Exercise directions »
Quote the items word for word, from their first line through the line containing "120], [114, 117]]", inclusive.

Material shown »
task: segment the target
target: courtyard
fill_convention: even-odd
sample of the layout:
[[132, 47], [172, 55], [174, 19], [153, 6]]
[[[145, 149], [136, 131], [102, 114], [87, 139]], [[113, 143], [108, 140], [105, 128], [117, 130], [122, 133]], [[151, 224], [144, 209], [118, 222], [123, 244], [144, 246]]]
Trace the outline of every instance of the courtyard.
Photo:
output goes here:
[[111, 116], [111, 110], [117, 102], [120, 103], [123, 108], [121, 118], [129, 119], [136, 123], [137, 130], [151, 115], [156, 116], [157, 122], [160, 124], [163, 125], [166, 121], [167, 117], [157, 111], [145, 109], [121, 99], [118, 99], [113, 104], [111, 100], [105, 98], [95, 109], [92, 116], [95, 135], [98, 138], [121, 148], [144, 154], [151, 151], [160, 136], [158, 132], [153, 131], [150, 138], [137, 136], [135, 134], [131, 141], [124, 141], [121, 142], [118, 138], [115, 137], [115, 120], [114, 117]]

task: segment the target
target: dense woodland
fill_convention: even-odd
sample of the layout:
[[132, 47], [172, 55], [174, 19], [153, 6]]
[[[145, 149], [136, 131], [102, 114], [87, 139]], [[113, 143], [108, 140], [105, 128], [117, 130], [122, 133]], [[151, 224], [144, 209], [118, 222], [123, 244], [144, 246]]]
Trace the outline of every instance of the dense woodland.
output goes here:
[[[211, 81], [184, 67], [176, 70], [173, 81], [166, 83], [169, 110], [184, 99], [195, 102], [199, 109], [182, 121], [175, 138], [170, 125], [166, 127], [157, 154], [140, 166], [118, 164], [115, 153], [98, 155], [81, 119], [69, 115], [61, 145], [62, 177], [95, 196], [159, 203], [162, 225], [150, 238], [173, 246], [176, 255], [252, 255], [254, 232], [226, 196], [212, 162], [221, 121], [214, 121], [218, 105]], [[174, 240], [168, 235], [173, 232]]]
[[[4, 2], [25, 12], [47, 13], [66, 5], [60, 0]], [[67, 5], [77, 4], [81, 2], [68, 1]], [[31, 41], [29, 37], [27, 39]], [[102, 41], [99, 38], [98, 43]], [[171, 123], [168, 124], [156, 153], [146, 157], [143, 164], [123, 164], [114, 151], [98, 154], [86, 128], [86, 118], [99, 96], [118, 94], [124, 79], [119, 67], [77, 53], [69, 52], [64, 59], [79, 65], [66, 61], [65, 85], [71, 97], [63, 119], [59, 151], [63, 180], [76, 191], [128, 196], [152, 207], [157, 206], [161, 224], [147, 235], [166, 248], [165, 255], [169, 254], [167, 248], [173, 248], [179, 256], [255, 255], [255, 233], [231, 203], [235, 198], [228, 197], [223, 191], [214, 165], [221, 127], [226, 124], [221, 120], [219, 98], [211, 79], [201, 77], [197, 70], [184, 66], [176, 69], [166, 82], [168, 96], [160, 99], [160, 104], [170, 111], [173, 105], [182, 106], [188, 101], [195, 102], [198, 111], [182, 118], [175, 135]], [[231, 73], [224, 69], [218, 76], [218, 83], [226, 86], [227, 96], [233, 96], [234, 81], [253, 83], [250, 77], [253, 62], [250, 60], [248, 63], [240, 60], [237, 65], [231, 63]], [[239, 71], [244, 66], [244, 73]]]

Task solution »
task: segment the target
target: courtyard
fill_convention: even-odd
sample of the layout:
[[132, 47], [172, 55], [174, 19], [153, 6]]
[[[145, 149], [136, 131], [102, 114], [87, 139]], [[113, 143], [108, 140], [105, 128], [117, 130], [122, 133]], [[151, 224], [144, 209], [118, 222], [123, 244], [144, 246]]]
Trace the outline of every instance of the courtyard.
Photo:
output goes here:
[[111, 116], [111, 110], [117, 102], [120, 103], [123, 108], [121, 118], [129, 119], [136, 123], [137, 130], [151, 115], [156, 116], [157, 122], [160, 124], [163, 125], [166, 121], [167, 117], [157, 111], [145, 109], [121, 99], [118, 99], [113, 104], [111, 100], [105, 98], [95, 109], [92, 116], [95, 135], [98, 138], [121, 148], [144, 154], [151, 151], [160, 136], [158, 132], [153, 131], [150, 138], [137, 136], [135, 134], [131, 141], [124, 141], [121, 142], [118, 138], [115, 137], [115, 120], [114, 117]]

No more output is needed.